Do you check costs of the data pipelines in exactly the same way as you check overall health, latency or throughput? Nowadays, taking care of cost efficiency is an integral part of every data engineer job. I would like to share my own experiences with applying FinOps discipline in the organization within tens of data engineering teams and thousands of data pipelines.
All my blog posts are based on practical experiences, everything is battle tested and all presented examples are taken from the real systems. And this time it won’t be different. On a daily basis I manage the analytical data platform, the project with $100k+ monthly budget. I will share how to keep costs of the streaming and batch pipelines on Google Cloud Platform under control.
FinOps overview
FinOps is a very broad term, but what’s especially important from a data engineer perspective?
- You take ownership of the cloud resources usage and costs. With the great power of the public cloud comes great responsibility.
- Cost is introduced as a regular metric of every data pipeline. More data and more processing power cause higher costs.
- To optimize the costs you have to know detailed billing of every cloud resource. It doesn’t make any sense to optimize the least expensive part of the system.

_RECORD EXCERPTS_

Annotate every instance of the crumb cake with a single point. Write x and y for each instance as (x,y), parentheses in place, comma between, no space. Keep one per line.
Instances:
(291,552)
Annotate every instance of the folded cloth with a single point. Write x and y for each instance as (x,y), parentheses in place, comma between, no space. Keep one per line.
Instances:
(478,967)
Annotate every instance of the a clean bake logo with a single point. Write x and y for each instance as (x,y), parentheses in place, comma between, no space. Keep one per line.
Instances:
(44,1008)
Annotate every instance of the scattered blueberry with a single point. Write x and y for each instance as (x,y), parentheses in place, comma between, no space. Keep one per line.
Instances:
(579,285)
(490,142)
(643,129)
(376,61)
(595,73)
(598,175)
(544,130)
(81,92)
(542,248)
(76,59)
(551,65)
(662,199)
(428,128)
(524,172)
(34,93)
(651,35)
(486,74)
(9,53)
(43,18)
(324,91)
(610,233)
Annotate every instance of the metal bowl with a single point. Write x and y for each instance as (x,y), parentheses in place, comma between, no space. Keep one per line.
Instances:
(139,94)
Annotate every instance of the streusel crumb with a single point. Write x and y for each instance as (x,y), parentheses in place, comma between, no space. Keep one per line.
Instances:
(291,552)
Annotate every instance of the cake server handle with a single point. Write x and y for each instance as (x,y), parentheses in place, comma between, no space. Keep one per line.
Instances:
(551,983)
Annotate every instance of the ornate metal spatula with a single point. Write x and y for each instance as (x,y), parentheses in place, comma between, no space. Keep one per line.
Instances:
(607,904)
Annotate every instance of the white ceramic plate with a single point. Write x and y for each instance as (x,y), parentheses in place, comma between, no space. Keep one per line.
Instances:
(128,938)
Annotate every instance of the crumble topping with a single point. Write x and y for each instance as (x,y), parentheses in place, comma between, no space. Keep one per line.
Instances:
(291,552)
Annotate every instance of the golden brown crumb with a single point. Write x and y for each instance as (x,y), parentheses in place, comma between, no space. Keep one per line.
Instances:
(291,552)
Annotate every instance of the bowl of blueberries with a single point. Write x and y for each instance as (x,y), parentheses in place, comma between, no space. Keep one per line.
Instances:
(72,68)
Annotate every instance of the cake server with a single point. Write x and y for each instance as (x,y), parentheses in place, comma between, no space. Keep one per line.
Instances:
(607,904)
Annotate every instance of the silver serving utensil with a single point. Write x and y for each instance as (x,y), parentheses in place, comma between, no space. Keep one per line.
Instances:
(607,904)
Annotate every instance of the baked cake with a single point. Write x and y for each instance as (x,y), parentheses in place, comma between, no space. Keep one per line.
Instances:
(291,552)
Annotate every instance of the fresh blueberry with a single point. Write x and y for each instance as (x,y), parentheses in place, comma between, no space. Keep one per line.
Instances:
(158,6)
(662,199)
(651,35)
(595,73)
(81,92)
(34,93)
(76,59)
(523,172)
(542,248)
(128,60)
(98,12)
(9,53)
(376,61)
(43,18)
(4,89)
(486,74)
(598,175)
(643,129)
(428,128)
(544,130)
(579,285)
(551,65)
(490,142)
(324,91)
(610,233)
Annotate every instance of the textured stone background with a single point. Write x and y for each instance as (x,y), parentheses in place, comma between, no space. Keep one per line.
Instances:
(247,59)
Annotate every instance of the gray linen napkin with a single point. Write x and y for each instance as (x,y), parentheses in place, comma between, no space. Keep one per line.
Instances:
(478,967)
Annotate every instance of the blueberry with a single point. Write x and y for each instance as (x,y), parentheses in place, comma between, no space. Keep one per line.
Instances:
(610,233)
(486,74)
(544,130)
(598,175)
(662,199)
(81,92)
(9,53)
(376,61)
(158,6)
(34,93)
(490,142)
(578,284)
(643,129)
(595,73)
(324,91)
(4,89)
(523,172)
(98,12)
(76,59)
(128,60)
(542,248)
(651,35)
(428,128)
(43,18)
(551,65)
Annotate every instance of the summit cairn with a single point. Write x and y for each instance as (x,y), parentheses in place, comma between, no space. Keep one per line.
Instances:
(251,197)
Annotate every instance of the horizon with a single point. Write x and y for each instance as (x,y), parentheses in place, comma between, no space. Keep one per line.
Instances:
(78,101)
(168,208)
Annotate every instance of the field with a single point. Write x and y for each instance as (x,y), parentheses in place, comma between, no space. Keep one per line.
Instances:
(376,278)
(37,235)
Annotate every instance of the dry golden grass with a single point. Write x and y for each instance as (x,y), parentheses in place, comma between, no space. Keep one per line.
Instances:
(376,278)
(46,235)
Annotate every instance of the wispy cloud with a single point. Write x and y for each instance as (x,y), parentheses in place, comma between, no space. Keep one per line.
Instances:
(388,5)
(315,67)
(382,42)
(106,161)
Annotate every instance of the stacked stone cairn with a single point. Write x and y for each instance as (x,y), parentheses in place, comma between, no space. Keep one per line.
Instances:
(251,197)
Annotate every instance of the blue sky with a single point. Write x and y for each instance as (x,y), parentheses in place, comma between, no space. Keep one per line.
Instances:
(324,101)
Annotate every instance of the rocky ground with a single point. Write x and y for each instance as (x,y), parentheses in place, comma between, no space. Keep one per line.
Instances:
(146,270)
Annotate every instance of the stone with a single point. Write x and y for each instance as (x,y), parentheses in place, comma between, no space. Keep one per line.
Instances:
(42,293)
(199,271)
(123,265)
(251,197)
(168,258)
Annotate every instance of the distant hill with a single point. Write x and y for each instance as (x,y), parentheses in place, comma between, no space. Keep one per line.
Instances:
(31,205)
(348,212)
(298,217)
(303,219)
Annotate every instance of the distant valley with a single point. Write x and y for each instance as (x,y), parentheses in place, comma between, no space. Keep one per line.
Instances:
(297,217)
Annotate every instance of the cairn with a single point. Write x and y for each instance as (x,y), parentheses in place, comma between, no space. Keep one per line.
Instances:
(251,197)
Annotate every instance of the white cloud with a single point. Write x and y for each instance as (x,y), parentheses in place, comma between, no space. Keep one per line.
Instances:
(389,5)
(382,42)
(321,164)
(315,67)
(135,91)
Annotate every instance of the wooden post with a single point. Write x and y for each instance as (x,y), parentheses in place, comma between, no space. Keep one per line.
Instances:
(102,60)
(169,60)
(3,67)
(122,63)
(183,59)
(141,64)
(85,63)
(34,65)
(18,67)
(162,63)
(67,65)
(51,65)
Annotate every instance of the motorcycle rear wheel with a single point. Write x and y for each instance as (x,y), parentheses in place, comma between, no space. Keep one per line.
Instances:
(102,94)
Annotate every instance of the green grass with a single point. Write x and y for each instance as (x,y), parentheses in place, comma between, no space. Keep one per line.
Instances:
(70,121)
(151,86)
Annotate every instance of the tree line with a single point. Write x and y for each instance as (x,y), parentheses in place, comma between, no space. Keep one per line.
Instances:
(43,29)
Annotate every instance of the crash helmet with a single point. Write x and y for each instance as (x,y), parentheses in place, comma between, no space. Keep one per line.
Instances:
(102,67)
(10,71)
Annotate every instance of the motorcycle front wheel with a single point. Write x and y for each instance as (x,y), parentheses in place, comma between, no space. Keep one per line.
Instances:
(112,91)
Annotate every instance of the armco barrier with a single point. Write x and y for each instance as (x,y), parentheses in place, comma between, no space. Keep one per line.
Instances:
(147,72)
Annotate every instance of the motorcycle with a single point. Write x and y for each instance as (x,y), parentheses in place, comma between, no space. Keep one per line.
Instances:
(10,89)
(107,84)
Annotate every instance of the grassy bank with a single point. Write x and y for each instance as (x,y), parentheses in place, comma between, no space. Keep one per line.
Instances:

_TO BE DONE_
1/ In the text on data pipeline costs, translate this sentence into Spanish: "Cost is introduced as a regular metric of every data pipeline."
2/ Write the next part of the text on data pipeline costs, starting after its final sentence.

_PER-TASK ANSWERS_
1/ El costo se introduce como una métrica habitual de cada pipeline de datos.

2/
- Cost analysis becomes a part of definition of done. After major changes you should also check the billings for any regression.
- Premature cost optimization is the root of all evil. Develop, deploy, measure and then optimize if needed. Do you remember Donald Knuth’s paper about performance?
Google Cloud Platform resources
You may be surprised how complex Google Cloud Platform billing is. There are dozens of products, every product has tens of SKUs, hundreds of different elements to track and count. What are the most important cost factors in the Google Cloud Platform for data pipelines in my projects?
- Common resources
- vCPU
- Memory
- Persistent disks
- Local disks
- Network egress
- Dataflow
- Streaming Engine (for real-time pipelines)
- Shuffle Service (for batch pipelines)
- Dataproc
- Licensing Fee
- BigQuery
- Active, Long Term or Physical storage
- Analysis
- Streaming inserts
- Storage API
- Pubsub
- Message delivery basic
- Inter-region data delivery
- Topic/Subscription message backlog
- Cloud Storage
- Standard, Nearline, Coldline or Archive storage
- Class A operations
- Class B operations
- Data retrieval
- Early deletion
- Cloud Composer
- SQL vCPU time
- Environment fee
- Monitoring & Logging
- Metric Volume
- Log Volume
There are many other GCP products relevant to the data pipelines, so the cost structure could be different in your organization. I would also look at the following products, not used by me on a daily basis.
Resource oriented costs tracking
Because Google Cloud Platform billings are oriented around projects, services and SKUs, the built-in cost reports are focused on projects, services and SKUs as well. Below you can find the real example of the report for my primary project, the costs for the last 30 days grouped by the cloud service. As you can see “BigQuery” is a dominant factor in the billing.
Unfortunately, I must not enclose any financial details from the production environments because my employer is a listed company. If I had shown the real numbers I would have had severe troubles.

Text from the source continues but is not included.